● DIRECTIONS:
Please return every line of the records below that contains the word "green". Case counts.

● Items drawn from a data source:
════

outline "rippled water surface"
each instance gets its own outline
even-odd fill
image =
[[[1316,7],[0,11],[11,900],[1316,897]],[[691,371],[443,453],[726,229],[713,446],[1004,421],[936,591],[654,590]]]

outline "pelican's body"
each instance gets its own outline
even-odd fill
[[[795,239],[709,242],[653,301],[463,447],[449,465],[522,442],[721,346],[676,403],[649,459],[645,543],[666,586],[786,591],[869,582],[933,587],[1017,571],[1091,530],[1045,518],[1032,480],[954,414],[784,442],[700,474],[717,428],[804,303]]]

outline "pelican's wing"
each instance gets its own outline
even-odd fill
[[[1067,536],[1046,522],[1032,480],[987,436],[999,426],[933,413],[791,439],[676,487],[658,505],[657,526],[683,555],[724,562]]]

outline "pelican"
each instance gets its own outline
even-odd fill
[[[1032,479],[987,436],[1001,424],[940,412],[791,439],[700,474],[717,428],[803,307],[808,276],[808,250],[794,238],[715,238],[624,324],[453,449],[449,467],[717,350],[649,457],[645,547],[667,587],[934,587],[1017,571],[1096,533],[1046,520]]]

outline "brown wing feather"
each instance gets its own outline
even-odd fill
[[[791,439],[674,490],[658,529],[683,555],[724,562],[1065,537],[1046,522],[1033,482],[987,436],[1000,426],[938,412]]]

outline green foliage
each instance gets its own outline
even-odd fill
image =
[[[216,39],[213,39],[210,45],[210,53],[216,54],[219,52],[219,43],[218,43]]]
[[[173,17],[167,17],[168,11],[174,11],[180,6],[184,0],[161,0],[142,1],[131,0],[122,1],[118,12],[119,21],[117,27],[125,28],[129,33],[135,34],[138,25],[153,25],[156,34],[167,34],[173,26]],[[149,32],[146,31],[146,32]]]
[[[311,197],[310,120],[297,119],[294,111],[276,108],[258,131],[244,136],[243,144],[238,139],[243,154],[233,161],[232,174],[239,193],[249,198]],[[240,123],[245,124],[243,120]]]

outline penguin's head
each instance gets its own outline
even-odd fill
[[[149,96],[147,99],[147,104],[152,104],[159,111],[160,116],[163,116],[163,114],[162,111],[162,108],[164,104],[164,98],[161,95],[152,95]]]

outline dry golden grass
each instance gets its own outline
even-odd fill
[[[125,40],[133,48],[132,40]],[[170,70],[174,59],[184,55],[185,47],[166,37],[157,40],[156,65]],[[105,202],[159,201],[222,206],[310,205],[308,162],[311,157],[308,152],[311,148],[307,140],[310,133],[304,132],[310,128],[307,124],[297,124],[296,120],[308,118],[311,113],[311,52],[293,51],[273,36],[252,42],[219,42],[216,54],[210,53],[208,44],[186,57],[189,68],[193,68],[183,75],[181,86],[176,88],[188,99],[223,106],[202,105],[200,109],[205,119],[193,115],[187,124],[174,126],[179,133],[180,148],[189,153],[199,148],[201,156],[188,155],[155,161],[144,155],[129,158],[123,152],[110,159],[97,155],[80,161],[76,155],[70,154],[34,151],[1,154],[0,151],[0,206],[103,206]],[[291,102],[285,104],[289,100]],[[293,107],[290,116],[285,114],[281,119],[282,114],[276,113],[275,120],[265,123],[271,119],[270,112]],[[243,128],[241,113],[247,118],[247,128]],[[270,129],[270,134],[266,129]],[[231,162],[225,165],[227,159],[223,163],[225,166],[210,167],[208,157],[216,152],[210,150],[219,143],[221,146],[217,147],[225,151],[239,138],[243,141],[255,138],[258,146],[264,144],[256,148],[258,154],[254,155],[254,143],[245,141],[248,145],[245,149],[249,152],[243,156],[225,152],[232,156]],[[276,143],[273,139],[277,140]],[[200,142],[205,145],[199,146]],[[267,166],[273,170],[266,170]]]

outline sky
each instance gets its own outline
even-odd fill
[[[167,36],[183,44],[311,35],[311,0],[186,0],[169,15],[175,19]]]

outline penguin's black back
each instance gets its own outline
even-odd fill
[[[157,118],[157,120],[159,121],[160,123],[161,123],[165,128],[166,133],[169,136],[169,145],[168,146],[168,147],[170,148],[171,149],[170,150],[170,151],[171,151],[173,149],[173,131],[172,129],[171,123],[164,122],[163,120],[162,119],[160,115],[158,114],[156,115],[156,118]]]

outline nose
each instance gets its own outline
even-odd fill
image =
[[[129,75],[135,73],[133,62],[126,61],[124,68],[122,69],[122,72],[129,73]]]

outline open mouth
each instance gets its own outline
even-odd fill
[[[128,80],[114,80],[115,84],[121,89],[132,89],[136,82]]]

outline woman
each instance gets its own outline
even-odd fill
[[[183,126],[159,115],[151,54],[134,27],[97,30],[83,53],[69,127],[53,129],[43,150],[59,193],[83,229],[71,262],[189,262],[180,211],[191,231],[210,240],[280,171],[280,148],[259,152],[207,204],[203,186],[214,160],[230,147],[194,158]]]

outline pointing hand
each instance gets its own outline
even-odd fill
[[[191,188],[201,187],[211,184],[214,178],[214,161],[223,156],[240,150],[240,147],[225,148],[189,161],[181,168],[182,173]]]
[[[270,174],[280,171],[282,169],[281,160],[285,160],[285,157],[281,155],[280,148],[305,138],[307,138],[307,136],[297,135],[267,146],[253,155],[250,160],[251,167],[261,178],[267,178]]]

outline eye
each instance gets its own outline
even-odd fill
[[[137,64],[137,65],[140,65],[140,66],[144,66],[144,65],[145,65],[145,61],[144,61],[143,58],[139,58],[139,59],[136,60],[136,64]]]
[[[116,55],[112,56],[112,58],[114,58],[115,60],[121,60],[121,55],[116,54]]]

════

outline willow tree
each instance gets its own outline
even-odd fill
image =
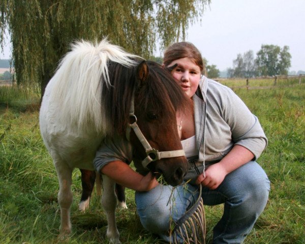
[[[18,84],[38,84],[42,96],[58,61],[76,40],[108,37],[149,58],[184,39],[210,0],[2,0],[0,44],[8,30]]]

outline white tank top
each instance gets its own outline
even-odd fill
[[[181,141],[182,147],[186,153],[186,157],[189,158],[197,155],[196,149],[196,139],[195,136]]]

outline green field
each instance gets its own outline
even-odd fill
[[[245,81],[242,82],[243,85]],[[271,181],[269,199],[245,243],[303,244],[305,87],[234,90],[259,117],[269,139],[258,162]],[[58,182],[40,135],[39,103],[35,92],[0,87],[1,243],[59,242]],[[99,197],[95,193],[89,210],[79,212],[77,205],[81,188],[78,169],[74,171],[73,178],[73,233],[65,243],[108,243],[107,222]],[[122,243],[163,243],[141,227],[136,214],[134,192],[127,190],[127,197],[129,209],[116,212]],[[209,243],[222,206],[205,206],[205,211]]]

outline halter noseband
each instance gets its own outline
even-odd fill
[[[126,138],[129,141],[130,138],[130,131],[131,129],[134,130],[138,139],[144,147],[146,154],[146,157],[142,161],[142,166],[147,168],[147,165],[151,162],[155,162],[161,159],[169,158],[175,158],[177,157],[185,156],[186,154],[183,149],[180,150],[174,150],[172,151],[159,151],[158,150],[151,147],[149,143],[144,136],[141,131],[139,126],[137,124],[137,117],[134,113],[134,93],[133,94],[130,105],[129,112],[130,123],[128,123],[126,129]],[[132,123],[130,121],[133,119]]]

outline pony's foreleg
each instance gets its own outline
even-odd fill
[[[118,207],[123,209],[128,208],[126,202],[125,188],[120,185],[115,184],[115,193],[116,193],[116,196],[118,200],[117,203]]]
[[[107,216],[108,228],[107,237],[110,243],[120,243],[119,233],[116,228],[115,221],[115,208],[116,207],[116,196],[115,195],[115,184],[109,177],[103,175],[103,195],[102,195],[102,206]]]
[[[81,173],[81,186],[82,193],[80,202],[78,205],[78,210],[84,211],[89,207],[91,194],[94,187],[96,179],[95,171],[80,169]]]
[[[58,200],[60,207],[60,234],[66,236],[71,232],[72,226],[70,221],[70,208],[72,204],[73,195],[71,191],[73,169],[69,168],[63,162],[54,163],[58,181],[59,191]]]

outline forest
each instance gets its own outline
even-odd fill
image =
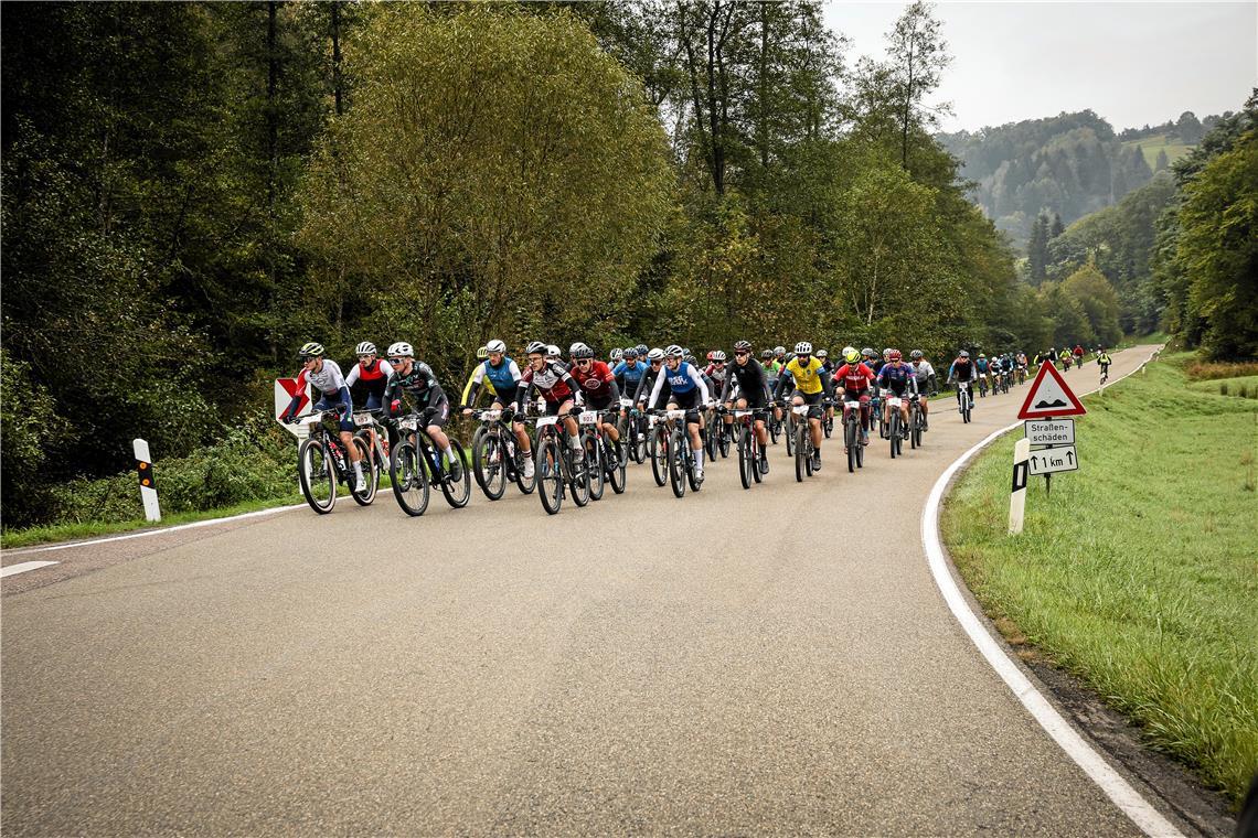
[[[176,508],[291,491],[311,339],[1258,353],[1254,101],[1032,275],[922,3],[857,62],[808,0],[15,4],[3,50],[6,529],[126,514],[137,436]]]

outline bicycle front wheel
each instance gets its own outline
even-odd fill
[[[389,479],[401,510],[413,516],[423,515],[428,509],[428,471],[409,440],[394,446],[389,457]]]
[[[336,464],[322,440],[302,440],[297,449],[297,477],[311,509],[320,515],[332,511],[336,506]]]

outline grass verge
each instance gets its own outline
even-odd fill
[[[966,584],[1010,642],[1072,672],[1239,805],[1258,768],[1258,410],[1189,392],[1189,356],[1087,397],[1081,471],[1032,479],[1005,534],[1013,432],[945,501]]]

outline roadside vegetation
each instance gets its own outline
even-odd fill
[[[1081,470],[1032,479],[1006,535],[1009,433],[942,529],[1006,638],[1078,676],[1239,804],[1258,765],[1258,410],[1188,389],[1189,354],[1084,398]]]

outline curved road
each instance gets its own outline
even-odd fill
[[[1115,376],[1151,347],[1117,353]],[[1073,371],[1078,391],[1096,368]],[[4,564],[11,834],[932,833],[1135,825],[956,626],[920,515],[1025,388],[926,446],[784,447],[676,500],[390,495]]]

════

● SOLUTION FOR THIS PROBLEM:
outline green foliage
outline green field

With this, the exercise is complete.